_Written problem 1:_
Translate this sentence from the dwarf cichlid thread into Spanish: "The tank is 20 gallons."
_Written problem 2:_
In the dwarf cichlid thread, which fish does mpfsr say to stay away from?
_Written problem 3:_
Copy the passage of the dwarf cichlid thread that begins with the words "Im very sick" and ends with "in a petstore.", keeping every word unchanged.

# Want some Dwarf Chilchids, but what kind is good?



## ZebraDanio12 (Jun 17, 2011)

Im very sick of all my guppies. The babies are getting to hard to handle. So im giving them to my lfs..I want to go chichlid. The tank is 20 gallons. So i guess they would have to be dwarf? What kinds can i keep? I'd probably get a pair, male and female. Also name the common ones. Not ordering offline  Have to find in a petstore.

I do like the looks of these:
Cich – Agassizii Double Red 
Cich – Cacatuoides Orange Flash

My lfs, just got them. Not sure if they will be there when i want to buy though. Maybe 


Also, are there any tank mates i can have with them? A couple tetras maybe? of some sort? 

Suggest away people.

I want more different fish this time.


I have 200 dollars i got for Christmas so i can do some serious damage to my tank! 

Thanks in advance.


----------



## mpfsr (Jun 22, 2011)

You can keep those in a 20g tank but if they spawn..the female will most likely kill the male as he will be a threat to the babies and she will not accept him being in the tank.


----------



## ZebraDanio12 (Jun 17, 2011)

Seriously? Wow. Howbout german bluerams? Are cichlids this way... because ni havent seen that actually


----------



## mpfsr (Jun 22, 2011)

You could do GBR's for sure there are other choices too. Like some Pelvicachromis taeniatus would be ok Wouri's and Moliwe are fine. just stay away from the Pelvicachromis pulcher (Krib's) they will do they same thing in that small a tank. I'm sure there are some others you could do. A 20 long would be much better.


----------



## Betta man (Mar 25, 2011)

_Data lines:_

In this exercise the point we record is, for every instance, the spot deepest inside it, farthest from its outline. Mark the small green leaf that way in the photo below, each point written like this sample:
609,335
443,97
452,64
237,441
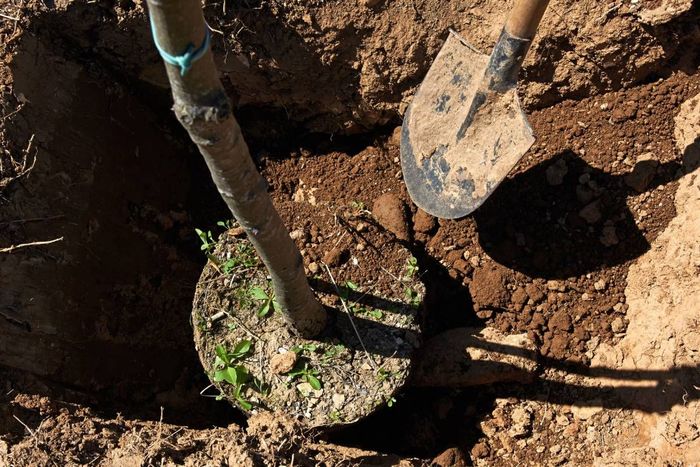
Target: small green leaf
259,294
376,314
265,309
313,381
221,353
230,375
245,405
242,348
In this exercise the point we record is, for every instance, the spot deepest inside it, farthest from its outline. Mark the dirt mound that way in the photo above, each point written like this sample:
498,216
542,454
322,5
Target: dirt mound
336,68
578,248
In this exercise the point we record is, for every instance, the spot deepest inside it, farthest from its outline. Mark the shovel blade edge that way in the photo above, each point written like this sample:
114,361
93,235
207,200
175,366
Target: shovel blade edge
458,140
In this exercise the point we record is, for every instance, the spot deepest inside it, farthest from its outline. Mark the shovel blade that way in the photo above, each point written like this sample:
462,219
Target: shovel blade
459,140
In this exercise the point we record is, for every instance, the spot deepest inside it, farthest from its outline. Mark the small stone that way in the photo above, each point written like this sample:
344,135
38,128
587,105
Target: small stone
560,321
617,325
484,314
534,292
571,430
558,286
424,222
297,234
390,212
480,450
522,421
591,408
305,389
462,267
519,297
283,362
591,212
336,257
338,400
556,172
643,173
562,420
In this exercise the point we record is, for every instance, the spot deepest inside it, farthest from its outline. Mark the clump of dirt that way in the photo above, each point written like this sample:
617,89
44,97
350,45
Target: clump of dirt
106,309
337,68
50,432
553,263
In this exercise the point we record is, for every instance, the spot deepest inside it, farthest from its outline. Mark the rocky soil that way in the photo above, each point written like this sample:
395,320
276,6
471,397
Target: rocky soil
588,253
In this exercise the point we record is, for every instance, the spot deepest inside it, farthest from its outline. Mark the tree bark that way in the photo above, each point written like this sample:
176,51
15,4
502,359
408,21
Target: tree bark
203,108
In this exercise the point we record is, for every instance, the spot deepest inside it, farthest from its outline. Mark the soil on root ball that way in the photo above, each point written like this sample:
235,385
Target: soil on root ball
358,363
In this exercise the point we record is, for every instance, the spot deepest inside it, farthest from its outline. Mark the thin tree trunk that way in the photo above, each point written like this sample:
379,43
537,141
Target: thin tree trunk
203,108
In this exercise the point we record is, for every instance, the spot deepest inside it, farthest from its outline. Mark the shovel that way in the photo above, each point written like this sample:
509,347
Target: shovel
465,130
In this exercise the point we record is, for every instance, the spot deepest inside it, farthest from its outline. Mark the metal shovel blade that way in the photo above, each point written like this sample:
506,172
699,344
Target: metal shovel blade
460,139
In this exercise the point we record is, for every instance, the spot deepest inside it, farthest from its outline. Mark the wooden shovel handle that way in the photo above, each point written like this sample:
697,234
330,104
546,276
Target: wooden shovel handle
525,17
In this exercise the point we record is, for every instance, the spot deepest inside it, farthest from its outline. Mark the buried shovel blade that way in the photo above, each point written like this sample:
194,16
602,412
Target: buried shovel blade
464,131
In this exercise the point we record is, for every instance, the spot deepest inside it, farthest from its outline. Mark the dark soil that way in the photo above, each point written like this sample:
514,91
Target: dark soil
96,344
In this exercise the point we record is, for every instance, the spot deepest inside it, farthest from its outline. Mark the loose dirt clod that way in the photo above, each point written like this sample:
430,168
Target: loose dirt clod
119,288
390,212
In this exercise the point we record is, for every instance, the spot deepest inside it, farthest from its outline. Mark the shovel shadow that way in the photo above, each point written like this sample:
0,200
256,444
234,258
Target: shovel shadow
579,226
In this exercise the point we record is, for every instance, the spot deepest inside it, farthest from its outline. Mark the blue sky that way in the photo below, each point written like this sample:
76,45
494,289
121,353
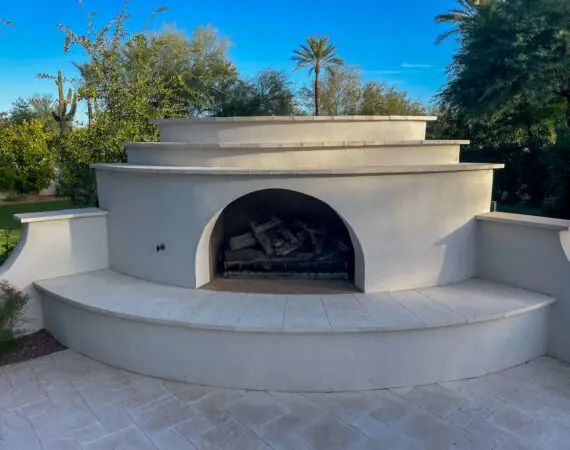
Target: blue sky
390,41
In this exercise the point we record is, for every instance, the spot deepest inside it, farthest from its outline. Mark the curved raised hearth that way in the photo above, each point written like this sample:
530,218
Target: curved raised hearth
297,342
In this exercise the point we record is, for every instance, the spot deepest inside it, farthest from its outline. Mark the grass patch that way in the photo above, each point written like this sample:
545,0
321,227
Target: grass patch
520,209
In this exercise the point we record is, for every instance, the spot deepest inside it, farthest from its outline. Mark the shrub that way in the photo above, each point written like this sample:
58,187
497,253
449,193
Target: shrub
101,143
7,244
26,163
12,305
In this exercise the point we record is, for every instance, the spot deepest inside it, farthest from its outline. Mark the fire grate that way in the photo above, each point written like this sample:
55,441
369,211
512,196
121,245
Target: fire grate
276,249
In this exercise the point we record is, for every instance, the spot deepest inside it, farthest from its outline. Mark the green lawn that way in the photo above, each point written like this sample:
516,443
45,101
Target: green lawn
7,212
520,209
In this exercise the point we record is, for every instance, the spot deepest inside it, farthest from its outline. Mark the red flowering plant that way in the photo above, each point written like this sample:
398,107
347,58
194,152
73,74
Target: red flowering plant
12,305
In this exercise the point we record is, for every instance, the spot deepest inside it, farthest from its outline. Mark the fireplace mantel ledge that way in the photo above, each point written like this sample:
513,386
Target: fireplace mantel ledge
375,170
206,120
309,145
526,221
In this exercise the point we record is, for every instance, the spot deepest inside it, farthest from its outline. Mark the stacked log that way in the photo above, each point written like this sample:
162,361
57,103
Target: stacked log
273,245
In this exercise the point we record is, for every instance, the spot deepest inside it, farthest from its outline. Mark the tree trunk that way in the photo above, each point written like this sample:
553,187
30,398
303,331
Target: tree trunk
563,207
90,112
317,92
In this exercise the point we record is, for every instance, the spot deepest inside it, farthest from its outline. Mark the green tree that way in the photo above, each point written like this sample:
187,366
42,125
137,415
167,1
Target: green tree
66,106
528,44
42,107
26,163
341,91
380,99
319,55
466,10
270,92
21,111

_Right answer 1:_
El acuario es de 20 galones.

_Right answer 2:_
Pelvicachromis pulcher (Krib's).

_Right answer 3:_
Im very sick of all my guppies. The babies are getting to hard to handle. So im giving them to my lfs..I want to go chichlid. The tank is 20 gallons. So i guess they would have to be dwarf? What kinds can i keep? I'd probably get a pair, male and female. Also name the common ones. Not ordering offline  Have to find in a petstore.